## Job:
Reproduce every line of the listing below word for word, leaving out the pictures.

## Available data:
**********

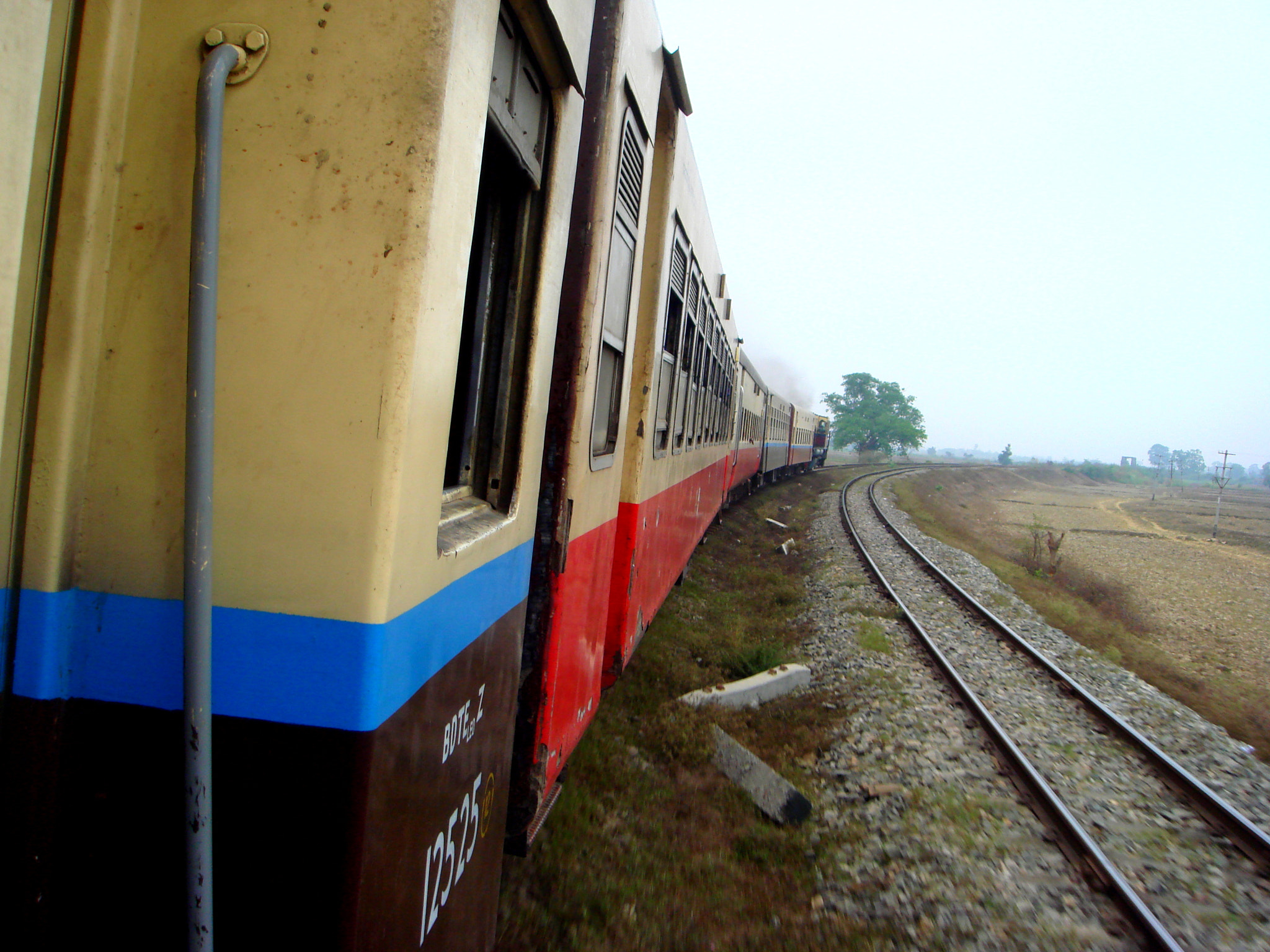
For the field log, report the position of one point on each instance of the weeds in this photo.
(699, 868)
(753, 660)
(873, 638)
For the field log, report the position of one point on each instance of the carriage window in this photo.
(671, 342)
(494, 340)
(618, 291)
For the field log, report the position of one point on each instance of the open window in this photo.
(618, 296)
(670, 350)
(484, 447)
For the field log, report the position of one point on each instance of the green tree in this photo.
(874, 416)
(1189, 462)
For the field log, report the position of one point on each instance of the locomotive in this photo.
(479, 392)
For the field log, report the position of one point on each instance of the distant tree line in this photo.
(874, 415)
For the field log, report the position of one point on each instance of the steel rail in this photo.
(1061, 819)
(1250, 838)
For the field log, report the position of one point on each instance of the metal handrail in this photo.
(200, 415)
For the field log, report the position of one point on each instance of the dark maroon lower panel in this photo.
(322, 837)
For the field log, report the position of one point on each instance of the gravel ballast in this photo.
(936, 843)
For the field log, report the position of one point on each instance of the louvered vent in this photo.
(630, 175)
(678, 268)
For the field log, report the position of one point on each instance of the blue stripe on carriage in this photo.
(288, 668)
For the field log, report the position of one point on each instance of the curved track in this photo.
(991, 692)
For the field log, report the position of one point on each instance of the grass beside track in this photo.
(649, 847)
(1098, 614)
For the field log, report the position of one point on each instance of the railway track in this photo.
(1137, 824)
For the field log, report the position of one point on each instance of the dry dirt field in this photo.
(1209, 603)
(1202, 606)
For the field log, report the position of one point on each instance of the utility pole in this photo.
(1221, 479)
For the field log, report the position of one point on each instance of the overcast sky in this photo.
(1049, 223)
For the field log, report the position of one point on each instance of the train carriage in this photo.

**********

## Solution below:
For the field log, report the position of one point on each instance of the weeds in this photo.
(699, 868)
(753, 660)
(873, 638)
For the field log, report the position of one point on each instance of the carriage window in this photo.
(671, 342)
(494, 340)
(618, 291)
For the field log, report the position of one point on each instance of the open window in this photo.
(618, 296)
(670, 350)
(484, 447)
For the field log, report the position of one point on each instance of the green tree in this photo.
(874, 416)
(1189, 462)
For the field log, report the position of one point on each instance of the locomotive in this photo.
(479, 392)
For the field log, report the position of one point on each instance of the distant tree line in this photo.
(874, 415)
For the field log, report the position of one point on each instance of the steel rail in this photo.
(1061, 819)
(1250, 838)
For the field log, report the position of one point on each instance of the metal handrail in this photo.
(200, 415)
For the field log, report the position of one point on each instance of the dark maroon lower panel in this photo.
(322, 837)
For the field log, report the position of one point on each instance of the gravel ballast in this photo.
(936, 843)
For the field log, report the position of one point on each instance of the louvered vent in this photo.
(630, 175)
(678, 268)
For the field log, report the position of one point on each instance of the blue stripe on carriage in this photo.
(288, 668)
For the field log, report the position of one point on each instance of the curved track in this photo.
(991, 692)
For the field log, report the position of one point on each instance of the grass beside track in this photo.
(649, 847)
(1098, 614)
For the field log, report the position of one point on each instance of the railway track in this photo.
(1137, 824)
For the field log, report the position of one point on each instance of the dry dirt field in this photo.
(1209, 603)
(1202, 606)
For the field log, report the position of one point on each instance of the utility pole in this photo.
(1221, 479)
For the field log, report the position of one point on each instance of the overcast sky in this photo.
(1049, 223)
For the field log, report the position of one point on each instance of the train carriage in this photo.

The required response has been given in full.